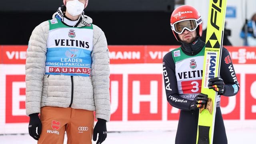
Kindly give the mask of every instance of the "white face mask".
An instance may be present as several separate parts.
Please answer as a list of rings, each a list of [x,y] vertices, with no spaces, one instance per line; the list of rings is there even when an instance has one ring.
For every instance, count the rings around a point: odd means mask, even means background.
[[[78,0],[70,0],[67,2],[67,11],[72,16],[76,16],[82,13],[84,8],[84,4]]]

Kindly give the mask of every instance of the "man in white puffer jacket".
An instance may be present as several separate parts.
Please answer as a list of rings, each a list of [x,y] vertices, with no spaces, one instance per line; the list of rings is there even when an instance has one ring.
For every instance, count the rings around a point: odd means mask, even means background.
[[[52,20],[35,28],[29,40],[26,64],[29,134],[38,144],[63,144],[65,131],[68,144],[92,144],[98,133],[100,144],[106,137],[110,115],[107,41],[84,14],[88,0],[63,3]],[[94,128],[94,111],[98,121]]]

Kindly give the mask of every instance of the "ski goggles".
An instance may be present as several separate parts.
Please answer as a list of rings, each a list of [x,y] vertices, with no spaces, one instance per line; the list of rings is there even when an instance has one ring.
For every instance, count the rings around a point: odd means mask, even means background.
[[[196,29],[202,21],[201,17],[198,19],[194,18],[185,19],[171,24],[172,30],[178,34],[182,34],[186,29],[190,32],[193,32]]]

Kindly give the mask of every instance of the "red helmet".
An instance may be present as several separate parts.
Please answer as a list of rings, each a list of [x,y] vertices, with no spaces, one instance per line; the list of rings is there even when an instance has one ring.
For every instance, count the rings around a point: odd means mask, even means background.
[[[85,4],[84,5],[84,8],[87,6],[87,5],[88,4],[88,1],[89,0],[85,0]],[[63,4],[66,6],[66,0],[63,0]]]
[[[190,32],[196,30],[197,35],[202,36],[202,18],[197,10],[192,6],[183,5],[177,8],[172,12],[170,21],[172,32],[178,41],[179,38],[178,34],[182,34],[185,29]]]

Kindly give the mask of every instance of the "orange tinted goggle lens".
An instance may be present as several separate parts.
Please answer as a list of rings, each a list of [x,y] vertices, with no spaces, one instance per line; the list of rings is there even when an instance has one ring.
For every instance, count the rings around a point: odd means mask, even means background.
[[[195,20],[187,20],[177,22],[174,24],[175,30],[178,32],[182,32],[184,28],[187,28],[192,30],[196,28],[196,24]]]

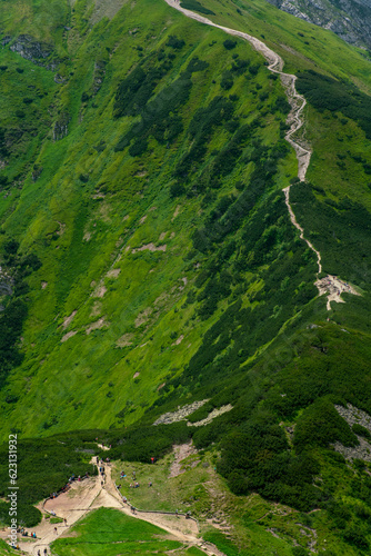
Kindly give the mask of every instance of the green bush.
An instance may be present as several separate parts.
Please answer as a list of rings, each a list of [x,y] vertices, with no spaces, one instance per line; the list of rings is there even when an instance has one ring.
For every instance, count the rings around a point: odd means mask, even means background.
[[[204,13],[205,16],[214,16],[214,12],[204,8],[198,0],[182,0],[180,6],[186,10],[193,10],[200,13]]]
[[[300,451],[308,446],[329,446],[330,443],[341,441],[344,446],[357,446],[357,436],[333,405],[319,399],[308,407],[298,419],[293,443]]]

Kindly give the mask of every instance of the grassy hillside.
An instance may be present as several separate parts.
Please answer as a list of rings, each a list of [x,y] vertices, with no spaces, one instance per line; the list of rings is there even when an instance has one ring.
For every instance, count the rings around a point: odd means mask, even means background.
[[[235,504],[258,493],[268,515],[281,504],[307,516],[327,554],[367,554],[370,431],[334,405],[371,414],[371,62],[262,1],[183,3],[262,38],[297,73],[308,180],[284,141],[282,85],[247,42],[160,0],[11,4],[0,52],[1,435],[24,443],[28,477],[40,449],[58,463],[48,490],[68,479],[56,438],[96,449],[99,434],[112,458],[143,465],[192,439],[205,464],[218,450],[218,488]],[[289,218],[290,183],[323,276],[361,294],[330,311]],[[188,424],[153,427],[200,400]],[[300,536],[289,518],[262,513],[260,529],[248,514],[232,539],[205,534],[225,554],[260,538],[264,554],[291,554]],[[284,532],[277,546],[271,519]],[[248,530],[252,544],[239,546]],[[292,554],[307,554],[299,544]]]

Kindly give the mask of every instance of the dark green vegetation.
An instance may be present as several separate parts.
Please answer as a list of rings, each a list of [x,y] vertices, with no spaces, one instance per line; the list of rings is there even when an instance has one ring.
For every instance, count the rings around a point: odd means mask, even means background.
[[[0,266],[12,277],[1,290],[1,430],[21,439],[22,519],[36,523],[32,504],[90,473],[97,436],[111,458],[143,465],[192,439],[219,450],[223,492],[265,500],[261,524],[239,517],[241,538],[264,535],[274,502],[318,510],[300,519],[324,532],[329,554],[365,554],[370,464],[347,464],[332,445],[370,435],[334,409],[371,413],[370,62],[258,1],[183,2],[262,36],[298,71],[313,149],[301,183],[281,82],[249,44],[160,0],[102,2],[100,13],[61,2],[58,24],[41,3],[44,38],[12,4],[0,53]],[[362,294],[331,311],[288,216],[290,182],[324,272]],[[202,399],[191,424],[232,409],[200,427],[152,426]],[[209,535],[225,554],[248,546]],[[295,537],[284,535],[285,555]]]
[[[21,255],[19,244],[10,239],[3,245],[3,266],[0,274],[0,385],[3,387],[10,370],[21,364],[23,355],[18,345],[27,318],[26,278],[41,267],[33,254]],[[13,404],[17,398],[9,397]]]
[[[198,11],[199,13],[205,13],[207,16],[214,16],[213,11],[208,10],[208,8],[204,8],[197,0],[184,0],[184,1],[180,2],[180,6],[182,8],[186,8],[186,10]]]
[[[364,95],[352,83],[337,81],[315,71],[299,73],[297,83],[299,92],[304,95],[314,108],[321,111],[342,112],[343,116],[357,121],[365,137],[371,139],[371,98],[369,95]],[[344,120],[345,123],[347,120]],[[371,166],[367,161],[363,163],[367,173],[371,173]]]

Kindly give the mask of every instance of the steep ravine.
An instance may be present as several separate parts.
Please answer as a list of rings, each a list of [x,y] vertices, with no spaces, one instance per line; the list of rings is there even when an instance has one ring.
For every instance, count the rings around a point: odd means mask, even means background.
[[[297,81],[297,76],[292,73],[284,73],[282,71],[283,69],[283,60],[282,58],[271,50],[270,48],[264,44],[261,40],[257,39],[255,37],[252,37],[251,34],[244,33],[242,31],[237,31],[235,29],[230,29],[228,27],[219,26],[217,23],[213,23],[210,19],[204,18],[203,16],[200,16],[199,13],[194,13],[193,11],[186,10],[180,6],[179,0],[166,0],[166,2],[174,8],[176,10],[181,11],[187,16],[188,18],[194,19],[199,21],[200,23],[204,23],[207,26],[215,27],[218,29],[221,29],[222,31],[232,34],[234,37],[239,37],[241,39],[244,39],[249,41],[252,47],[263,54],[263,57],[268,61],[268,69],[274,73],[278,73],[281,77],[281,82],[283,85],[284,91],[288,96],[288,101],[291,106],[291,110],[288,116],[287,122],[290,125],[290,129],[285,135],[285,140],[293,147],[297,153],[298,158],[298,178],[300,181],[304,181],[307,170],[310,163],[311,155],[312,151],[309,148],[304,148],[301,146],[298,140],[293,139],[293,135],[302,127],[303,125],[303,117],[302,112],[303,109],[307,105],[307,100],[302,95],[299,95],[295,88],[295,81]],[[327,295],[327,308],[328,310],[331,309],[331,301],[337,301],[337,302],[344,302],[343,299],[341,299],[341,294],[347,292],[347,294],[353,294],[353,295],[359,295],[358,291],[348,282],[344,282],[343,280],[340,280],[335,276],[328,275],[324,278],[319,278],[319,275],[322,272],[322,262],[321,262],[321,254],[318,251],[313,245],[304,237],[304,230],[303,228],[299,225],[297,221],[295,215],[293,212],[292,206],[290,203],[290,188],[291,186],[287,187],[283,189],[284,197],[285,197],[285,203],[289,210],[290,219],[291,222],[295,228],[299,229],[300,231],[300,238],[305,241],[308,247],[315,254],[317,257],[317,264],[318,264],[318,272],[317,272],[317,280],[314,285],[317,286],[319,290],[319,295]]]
..........
- Written request -
Tally the lines in the rows above that contain the word "Kindly" and reply with the number alone.

- Full answer -
9